Content starts

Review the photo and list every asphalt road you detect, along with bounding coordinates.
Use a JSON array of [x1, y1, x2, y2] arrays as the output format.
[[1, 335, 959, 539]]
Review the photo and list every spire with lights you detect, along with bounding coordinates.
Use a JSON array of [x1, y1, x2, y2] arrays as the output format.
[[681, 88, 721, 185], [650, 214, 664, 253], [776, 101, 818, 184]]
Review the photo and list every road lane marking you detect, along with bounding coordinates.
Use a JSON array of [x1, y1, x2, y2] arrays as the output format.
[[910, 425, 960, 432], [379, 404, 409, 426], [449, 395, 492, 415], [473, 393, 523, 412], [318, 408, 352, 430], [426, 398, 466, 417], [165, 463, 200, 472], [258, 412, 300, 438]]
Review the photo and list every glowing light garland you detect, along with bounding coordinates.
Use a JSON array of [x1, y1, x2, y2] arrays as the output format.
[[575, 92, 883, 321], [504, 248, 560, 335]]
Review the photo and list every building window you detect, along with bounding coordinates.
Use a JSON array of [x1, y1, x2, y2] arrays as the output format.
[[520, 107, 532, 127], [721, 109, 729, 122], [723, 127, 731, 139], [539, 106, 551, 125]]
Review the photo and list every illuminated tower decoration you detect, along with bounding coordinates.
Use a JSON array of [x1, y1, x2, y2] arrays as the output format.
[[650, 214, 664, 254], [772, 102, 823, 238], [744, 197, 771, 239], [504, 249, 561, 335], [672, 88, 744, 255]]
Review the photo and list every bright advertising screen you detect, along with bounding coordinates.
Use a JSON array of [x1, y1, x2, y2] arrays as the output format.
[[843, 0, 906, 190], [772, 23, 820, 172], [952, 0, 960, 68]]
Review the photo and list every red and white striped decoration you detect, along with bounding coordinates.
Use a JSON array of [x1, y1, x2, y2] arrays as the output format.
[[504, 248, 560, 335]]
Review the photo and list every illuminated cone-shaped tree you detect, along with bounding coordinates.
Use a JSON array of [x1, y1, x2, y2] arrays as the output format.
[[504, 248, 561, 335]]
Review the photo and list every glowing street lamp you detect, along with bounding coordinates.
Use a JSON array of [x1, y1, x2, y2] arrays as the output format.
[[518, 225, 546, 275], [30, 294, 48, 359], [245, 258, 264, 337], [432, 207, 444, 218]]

Content ends

• TASK INSTRUCTIONS: Using the material above, return every line that holds the string "illuminated".

• RESULT:
Review the photo and list every illuminated tower decoration you detect, along with bounding coordinates.
Review the photo and list every illuminated cone-shaped tree you detect, along with bounding coordinates.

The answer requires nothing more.